**Data listing**.

>> START

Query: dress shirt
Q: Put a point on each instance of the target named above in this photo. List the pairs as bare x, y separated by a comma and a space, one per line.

>> END
>> START

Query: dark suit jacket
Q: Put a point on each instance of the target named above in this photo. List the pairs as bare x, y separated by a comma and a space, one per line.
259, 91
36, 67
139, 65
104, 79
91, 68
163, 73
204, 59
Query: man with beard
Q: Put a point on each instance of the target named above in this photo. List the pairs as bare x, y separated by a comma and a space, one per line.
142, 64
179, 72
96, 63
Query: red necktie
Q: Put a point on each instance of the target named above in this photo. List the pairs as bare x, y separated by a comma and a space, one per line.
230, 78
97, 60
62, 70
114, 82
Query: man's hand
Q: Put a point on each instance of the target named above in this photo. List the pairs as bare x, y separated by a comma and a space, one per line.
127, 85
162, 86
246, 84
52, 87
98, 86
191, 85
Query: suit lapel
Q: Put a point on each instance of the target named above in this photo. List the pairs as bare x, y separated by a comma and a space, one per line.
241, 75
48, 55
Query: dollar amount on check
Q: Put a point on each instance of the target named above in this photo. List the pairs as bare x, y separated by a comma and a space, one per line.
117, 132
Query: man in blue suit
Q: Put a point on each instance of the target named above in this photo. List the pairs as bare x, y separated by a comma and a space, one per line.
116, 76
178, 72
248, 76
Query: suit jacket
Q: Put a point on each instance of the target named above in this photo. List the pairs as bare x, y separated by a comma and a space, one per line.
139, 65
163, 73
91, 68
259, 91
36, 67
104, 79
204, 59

>> END

**What you have to do**. Find each line above that contains the word "Query" and copy those lines out. Letter case matters.

**Answer in full**.
Query: dress shirt
Query: dark suit jacket
Query: man with beard
Query: red necktie
Query: man's hand
Query: suit lapel
Query: dollar amount on check
Query: man in blue suit
Query: suit jacket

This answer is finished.